**Action item**
Reproduce the records below in full and exactly, without their images.

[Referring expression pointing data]
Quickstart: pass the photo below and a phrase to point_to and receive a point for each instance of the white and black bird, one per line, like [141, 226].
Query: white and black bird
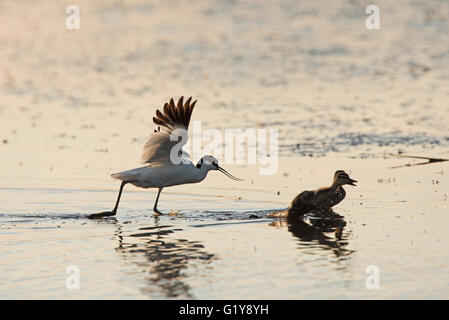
[167, 164]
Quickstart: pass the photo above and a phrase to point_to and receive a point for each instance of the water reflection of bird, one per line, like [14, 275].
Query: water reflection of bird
[164, 259]
[167, 163]
[321, 199]
[314, 231]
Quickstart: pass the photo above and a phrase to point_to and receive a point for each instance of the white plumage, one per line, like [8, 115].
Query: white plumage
[168, 165]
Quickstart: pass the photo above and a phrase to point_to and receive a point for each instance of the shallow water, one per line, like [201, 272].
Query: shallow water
[213, 249]
[76, 106]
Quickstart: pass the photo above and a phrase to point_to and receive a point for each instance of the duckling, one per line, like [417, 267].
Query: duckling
[321, 199]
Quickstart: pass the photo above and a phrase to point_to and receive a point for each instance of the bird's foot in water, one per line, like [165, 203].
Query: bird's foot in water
[157, 213]
[101, 215]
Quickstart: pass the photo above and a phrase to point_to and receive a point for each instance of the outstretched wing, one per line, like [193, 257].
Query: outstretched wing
[174, 120]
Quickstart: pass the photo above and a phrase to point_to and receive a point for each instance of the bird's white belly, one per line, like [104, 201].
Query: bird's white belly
[166, 176]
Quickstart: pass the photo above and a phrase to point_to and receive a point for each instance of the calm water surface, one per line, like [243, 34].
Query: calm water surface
[76, 106]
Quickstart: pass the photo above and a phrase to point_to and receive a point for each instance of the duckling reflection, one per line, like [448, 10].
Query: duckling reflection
[314, 231]
[322, 199]
[164, 260]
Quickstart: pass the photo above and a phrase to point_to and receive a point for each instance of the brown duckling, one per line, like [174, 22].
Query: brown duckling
[321, 199]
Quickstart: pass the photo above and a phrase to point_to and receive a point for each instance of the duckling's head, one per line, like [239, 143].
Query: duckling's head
[342, 178]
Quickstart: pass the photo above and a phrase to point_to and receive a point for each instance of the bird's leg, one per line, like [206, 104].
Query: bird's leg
[155, 204]
[114, 211]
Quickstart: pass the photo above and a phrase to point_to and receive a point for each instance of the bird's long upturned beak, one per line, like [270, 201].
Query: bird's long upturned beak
[228, 174]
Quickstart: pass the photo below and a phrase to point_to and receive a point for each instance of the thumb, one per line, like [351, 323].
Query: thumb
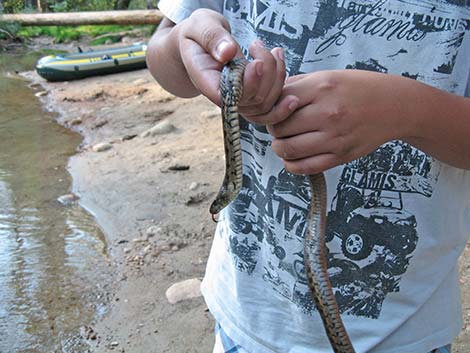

**Written solution**
Quickstart: pass the photo below and a phrase to point_to and receive a point for each instance of the white and black bird, one per line, like [141, 226].
Query: white and black bird
[167, 164]
Quickstart: pass the photo above and a phrase to point_to and receive a point for each instance of the water reflection of bird, one per line, like [14, 275].
Query: water reflection of bird
[164, 259]
[167, 163]
[321, 199]
[314, 231]
Quickstart: pass the photo above and a phrase to point_to and receive a point for each instance of the white plumage, one per line, like [8, 115].
Query: white plumage
[168, 165]
Quickstart: pass the photo above and a phrase to point_to and receive a point for each instance of the shallow water, one per line, like [201, 272].
Query: shallow water
[213, 249]
[76, 106]
Quickstart: pass the photo above and a phrase to point_to and receive a point for each instance of the duckling, one per line, like [417, 267].
Query: duckling
[321, 199]
Quickstart: pass the photo above and a phrase to point_to and receive a point for each instance of the bird's foot in water, one per line, like [165, 203].
Query: bird's foot in water
[157, 213]
[101, 215]
Quickstart: pass the photo above and a phrase to point_to and receive a point for each instance of the outstretched wing, one per line, like [193, 257].
Query: outstretched wing
[174, 120]
Quickstart: pass the photo above and a phrase to point_to and receive a point for each instance of the bird's white belly, one per line, like [104, 201].
Query: bird's white belly
[166, 176]
Quickstart: pass the photo above and a phrase to point_to and receive a point for each instance of the calm water surface, one per line, like [243, 34].
Query: calm water surface
[76, 106]
Quickstart: pass the photo above and a phrase to point_to and receive a point for each instance of the duckling reflection, one per line, like [448, 10].
Query: duckling reflection
[314, 231]
[322, 199]
[164, 260]
Quickstart: pass the photo above and a phrase to point_to and receive a point for each instance of the brown duckling, one per line, like [174, 22].
Query: brown duckling
[321, 199]
Quickstart: pass the photo above and a phrase to point_to and receive a point for each instance of the duckling's head, one per line, like [239, 143].
Query: duckling's head
[342, 178]
Quickstart: pass the photo above and a phrase to point_to and receive a point for each instance of the bird's leg, one per line, like [206, 104].
Query: bird's leg
[155, 204]
[114, 211]
Quickstart: pass the photo above and a phrase to point_to and receive a point for each instance of the bird's long upturned beak, one per line, like [270, 201].
Query: bird's long upturned beak
[228, 174]
Quickstart: pass the photo below and a phrase to point_to and receive a point for each instance of the thumb, one per line, like [351, 323].
Query: thumb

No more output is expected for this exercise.